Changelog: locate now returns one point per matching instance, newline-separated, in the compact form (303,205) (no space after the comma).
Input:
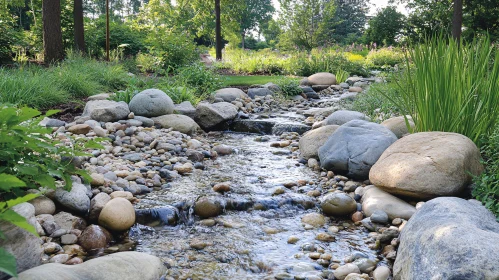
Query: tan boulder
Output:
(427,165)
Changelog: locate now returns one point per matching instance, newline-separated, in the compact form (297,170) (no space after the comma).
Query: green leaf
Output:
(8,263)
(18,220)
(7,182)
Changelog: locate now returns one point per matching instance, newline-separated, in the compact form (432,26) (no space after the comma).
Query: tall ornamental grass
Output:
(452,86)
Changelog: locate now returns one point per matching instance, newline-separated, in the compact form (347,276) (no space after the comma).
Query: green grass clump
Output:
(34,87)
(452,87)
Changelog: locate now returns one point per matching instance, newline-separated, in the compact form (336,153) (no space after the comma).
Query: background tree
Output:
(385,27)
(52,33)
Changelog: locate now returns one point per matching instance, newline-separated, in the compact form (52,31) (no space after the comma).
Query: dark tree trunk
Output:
____
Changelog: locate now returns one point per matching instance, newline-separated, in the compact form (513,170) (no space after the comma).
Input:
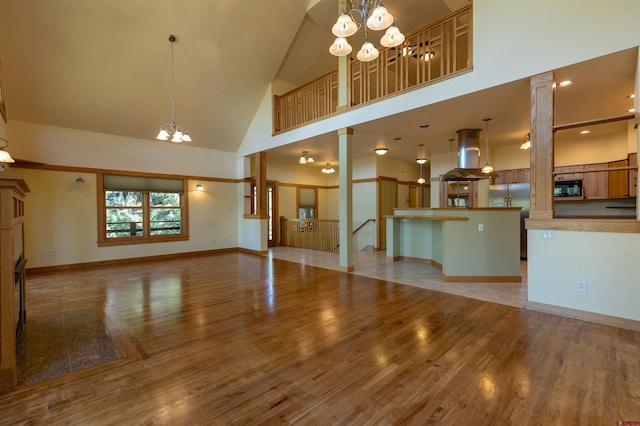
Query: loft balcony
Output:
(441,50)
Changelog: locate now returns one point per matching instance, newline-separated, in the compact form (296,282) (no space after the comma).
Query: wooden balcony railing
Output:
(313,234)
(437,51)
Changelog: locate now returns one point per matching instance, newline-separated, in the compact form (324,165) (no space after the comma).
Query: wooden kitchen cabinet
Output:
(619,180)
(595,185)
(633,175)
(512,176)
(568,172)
____
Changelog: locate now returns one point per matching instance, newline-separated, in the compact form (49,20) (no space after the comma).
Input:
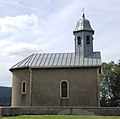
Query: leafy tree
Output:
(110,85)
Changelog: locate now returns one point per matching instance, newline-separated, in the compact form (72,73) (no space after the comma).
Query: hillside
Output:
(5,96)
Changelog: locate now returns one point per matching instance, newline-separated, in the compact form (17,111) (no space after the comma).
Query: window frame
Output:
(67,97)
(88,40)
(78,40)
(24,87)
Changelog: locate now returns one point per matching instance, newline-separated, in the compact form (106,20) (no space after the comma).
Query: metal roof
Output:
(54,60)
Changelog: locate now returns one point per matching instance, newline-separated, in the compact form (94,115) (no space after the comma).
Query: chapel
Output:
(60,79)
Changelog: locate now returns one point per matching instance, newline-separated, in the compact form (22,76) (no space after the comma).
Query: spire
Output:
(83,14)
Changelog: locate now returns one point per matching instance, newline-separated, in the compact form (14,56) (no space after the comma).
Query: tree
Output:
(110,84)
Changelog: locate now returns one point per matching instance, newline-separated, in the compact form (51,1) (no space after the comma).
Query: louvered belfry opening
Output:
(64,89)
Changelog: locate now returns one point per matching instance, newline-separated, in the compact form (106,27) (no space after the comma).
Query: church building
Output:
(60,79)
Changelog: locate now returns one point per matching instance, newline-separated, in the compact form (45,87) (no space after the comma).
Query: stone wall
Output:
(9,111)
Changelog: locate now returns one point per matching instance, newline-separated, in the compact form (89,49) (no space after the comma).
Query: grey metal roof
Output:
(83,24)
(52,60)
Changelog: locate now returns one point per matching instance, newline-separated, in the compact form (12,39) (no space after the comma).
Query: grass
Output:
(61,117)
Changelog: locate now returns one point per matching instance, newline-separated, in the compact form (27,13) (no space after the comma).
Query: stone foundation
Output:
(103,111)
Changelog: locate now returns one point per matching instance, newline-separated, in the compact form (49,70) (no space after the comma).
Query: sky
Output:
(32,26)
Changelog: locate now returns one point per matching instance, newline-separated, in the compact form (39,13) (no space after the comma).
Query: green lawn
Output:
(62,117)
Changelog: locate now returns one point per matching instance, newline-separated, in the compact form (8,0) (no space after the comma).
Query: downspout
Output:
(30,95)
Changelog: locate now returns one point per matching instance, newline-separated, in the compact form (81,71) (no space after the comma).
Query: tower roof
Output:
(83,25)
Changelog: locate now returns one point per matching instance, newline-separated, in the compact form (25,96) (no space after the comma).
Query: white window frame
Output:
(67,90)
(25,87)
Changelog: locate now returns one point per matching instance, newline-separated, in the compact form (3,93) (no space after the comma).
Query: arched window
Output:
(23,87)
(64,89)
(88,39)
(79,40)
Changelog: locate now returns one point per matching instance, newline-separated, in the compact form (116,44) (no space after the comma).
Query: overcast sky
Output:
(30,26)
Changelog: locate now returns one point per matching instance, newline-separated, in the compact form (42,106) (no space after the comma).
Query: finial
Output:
____
**Directions:**
Count the lines above that contain the word "wooden", treating uppercase and lowercase as different. Reply with the number only.

**Exercise output:**
2